[INPUT start]

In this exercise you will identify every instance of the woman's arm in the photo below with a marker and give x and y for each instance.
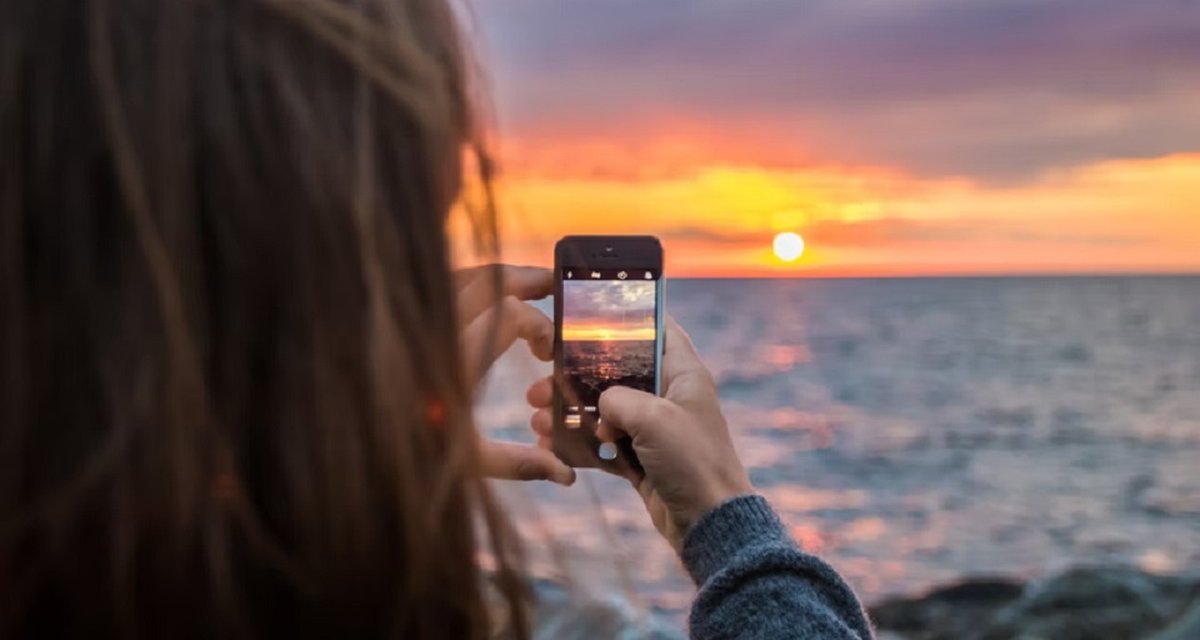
(754, 582)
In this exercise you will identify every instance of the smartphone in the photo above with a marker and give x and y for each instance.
(607, 332)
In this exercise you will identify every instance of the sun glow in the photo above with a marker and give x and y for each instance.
(789, 246)
(606, 333)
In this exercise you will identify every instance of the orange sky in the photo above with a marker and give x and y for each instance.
(606, 332)
(916, 138)
(719, 220)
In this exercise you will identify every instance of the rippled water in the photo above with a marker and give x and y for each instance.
(913, 431)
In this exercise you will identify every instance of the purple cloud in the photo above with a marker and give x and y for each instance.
(990, 89)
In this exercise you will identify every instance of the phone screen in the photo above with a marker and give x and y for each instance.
(610, 335)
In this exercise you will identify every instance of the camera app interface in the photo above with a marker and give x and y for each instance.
(609, 335)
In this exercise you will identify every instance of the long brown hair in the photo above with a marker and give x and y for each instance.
(232, 400)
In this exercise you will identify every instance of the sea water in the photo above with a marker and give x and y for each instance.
(917, 431)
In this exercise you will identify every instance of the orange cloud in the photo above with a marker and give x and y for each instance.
(718, 219)
(605, 332)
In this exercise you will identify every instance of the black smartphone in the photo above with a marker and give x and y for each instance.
(607, 332)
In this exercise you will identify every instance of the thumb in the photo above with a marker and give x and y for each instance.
(630, 411)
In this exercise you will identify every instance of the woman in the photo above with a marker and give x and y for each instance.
(235, 369)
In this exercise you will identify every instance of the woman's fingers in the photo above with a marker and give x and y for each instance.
(497, 328)
(515, 461)
(481, 287)
(541, 393)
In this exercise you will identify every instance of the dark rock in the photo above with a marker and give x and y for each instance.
(1186, 627)
(947, 612)
(1095, 603)
(562, 612)
(1107, 603)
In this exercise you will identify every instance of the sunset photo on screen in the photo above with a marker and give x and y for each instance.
(609, 336)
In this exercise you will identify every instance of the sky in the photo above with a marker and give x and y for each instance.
(609, 310)
(898, 137)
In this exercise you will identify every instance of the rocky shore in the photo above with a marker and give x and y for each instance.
(1103, 603)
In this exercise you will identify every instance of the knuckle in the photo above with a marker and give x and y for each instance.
(528, 470)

[INPUT end]

Please write out the entries word for word, starting at the line containing "the woman's fingers" and continuing through the last line of the entries.

EXERCISE RESPONSE
In this exercise you will identify every instance of the woman's fingers in the photo above with a marker and give x and y for each instance.
(497, 328)
(515, 461)
(481, 287)
(541, 393)
In this exercise you will identify every instance of the dark rock in the photo above with a marker and give x and y for each instance.
(1186, 627)
(947, 612)
(1095, 603)
(562, 612)
(1107, 603)
In this exercise you will identify every instance of the sunset photo on screen in the photo above with a marker and give x and y for each instance.
(609, 336)
In this exercise you will identify every instance of the sky in the photo above with a marker and give x and y for each instance.
(609, 310)
(898, 137)
In this exercise you will identify every instance of the rocky shore in the photo above with a marker and give x and y for each instance.
(1103, 603)
In this exercise you will identify every instance of the knuckle in the photo above with a marker and give x and y for each instance.
(528, 470)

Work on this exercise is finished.